**** Document ****

Emma Rand. (2022). Data Analysis in R (BIO00017C) 2020: 2022 (v1.1). Zenodo. https://doi.org/10.5281/zenodo.6359475
In this introduction you will start working with RStudio. You will typing in some data, perform some calculations on it and plot it.
By actively following the materials and carrying out the independent study before and after the contact hours the successful student will be able to:
Workshops are not a test. It is expected that you often don’t know how to start, make a lot of mistakes and need help. Do not be put off and don’t let what you can not do interfere with what you can do. You will benefit from collaborating with others and/or discussing your results. It is expected that you are familiar with independent study content before the workshop. However, you need not remember or understand every detail as the workshop should build and consolidate your understanding. You may wish to refer to the independent study materials for reference.
These four symbols are used at the beginning of each instruction so you know where to carry out the instruction.
is something you need to do on your computer. It may be opening programs or documents or locating a file.
is something you should do in RStudio. It will often be typing a command or using the menus but might also be creating folders, locating or moving files.
is something you should do in your browser on the internet. It may be searching for information, going to the VLE or downloading a file.
is question for you to think about an answer. You will usually want to record your answers in your script for future reference.
Artwork by @allison_horst
Start RStudio from the Start menu.
My RStudio Anatomy may be a useful reference.
Go the Files tab in the lower right pane and click on the three dots on the right. This will open a “Go to folder” window. Navigate to a place on your computer (or University account if using the VDS) where you keep your work. Click Open.

**** Provided material ****

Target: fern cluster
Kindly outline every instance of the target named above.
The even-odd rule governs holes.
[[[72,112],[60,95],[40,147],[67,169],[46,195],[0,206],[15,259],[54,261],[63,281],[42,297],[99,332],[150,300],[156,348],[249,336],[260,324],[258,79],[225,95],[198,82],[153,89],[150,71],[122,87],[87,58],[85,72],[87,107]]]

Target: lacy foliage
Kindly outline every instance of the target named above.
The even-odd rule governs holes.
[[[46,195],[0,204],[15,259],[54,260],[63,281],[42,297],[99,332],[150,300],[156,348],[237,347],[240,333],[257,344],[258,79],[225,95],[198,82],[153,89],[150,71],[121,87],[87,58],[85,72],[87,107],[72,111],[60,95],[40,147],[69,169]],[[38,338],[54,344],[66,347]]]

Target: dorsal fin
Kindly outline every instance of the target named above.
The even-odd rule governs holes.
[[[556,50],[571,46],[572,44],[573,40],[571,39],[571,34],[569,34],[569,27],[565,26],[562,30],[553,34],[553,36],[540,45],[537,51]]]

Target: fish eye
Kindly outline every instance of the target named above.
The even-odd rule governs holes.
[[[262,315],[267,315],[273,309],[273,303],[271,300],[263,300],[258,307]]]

****

■ What you need to do ■
1. List the four kinds of instruction that the symbols in the RStudio workshop introduction mark, using the page's descriptions.
2. Answer these questions from the RStudio workshop introduction:
(a) From which menu should RStudio be started?
(b) Which tab in the lower right pane is used to open the "Go to folder" window?
(c) Who is credited for the artwork?
3. Write the next part of the RStudio workshop introduction, picking up after its final sentence.
The records have no connection to the text about the RStudio workshop.

■ The answers ■
1.
Something you need to do on your computer
Something you should do in RStudio
Something you should do in your browser on the internet
A question for you to think about an answer

2.
(a) The Start menu
(b) The Files tab
(c) @allison_horst

3.
Also on the Files tab click on New Folder. In the box that appears type “data-analysis-in-r”. This will be the folder that we work in throughout the Data Analysis in R part of 17C.
Make an RStudio project for this workshop by clicking on the drop-down menu on top right where it says Project: (None) and choosing New Project, then New Directory, then New Project. Name the RStudio Project ‘workshop1’.
Make a new script then save it with a name like analysis.R to carry out the rest of the work.
We will work some data on the number of males in 64 bird nests with a clutch size of 5. You are going to type data in R, summarise and plot it
The data are as a frequency table:| No. males | No. nests |
|---|---|
| 0 | 4 |
| 1 | 13 |
| 2 | 14 |
| 3 | 15 |
| 4 | 13 |
| 5 | 5 |
You will create a figure like this:
Start by making a vector n that holds the numbers 0 to 5.
Write the following in your script:
# the number of males in a clutch of five
n <- 0:5Remember, the shortcut for <- is ALT+-
Notice I have used a comment. Comment your code as much as possible!
Ensure your cursor is on the line with the command and do CTRL+ENTER to send the command to the console to be executed.
Examine the ‘structure’ of the
n object using str()
str(n)## int [1:6] 0 1 2 3 4 5
It’s vector of 6 integers.
Create a vector called
freq containing the numbers of nests with 0 to 5 males and examine it with str().
Check
sum(freq) gives the answer you expect:
# the total number of nests
sum(freq)## [1] 64
We have frequencies so to find the mean number of males per nest we need the total number of males:
| No. males | No. nests | No. males *No. nests |
|---|---|---|
| 0 | 4 | 0 |
| 1 | 13 | 13 |
| 2 | 14 | 28 |
| 3 | 15 | 45 |
| 4 | 13 | 52 |
| 5 | 5 | 25 |
| Total | 64 | 163 |
So the mean is: \[\frac{163}{64} = 2.55\]
Let us do this in R.
Calculate the total number of nests:
total_nests <- sum(freq)Notice we have assigned the value to a variable that we will be able to use later.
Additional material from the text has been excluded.